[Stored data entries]
▼

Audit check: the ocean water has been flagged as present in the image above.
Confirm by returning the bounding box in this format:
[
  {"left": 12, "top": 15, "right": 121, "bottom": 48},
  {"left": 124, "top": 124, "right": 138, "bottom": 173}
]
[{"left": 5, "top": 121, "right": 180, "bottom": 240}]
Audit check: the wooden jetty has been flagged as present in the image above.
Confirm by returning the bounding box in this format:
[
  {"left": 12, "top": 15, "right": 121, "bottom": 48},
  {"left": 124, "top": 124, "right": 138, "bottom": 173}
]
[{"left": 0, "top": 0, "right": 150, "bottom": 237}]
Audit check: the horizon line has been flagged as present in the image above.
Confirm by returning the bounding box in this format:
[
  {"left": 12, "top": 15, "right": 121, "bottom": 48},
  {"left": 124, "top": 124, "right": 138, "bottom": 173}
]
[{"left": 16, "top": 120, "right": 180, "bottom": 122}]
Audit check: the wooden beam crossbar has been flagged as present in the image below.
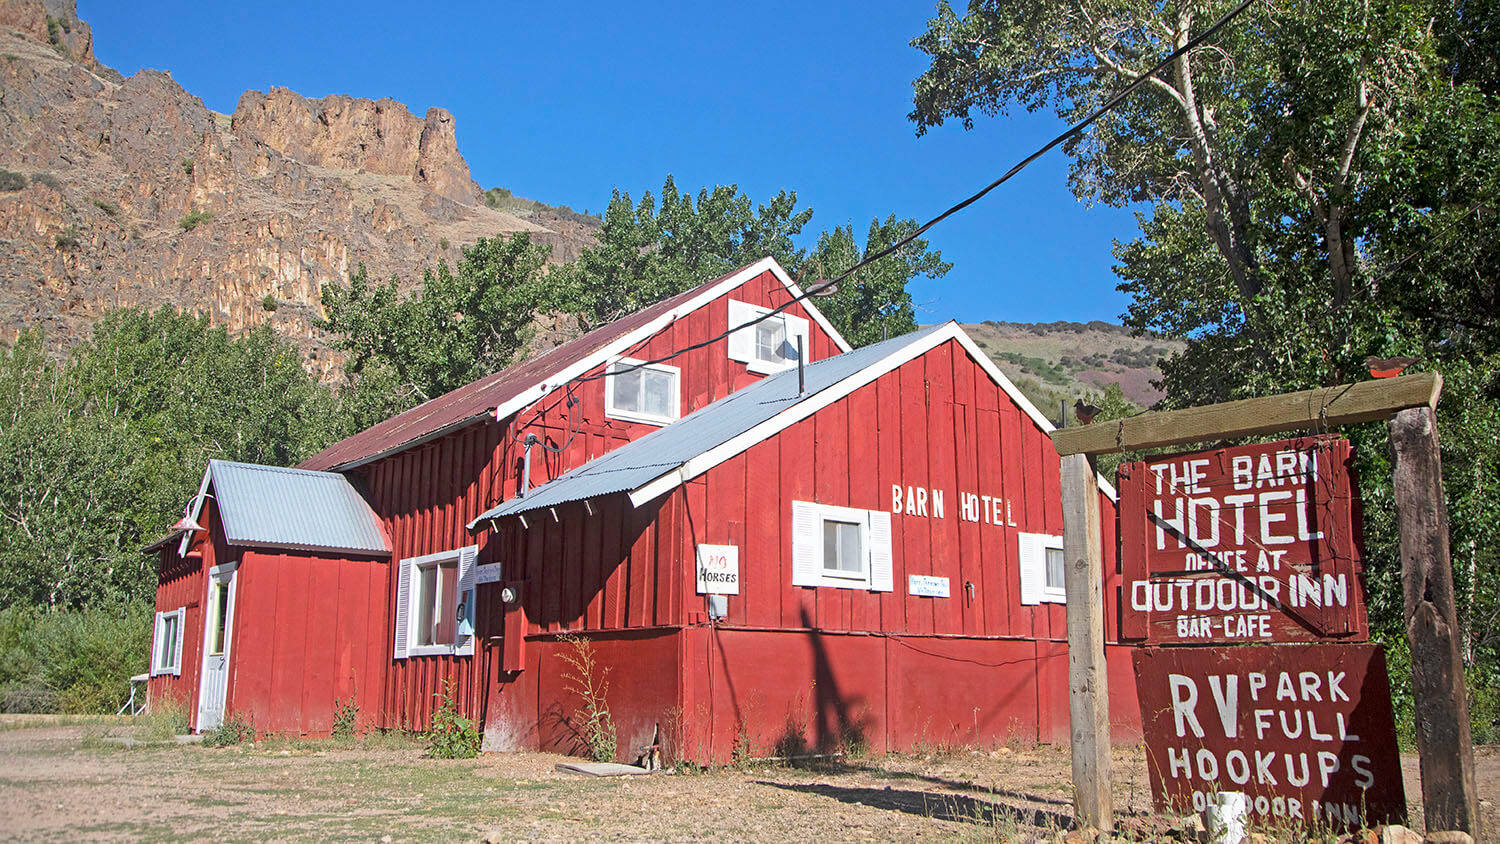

▲

**THE PROBLEM**
What you give back must be the data above, reproduced exactly and free of pictures.

**OUTPUT**
Audit check: the ocean water has been flagged as present in the image above.
Confirm by returning the bounding box in this format:
[
  {"left": 12, "top": 15, "right": 121, "bottom": 48},
  {"left": 124, "top": 124, "right": 138, "bottom": 173}
]
[{"left": 5, "top": 121, "right": 180, "bottom": 240}]
Audit check: the wooden jetty has been flagged as present in the image above.
Confirm by returning the bounding box in this format:
[
  {"left": 12, "top": 15, "right": 121, "bottom": 48},
  {"left": 124, "top": 124, "right": 138, "bottom": 173}
]
[{"left": 0, "top": 0, "right": 150, "bottom": 237}]
Audit check: the horizon line has been flagged as present in the image above.
Confirm by returning the bounding box in this format:
[
  {"left": 12, "top": 15, "right": 121, "bottom": 48},
  {"left": 124, "top": 124, "right": 138, "bottom": 173}
]
[{"left": 16, "top": 120, "right": 180, "bottom": 122}]
Audit check: the wooden beam crossbar has been flagged as present in the image below.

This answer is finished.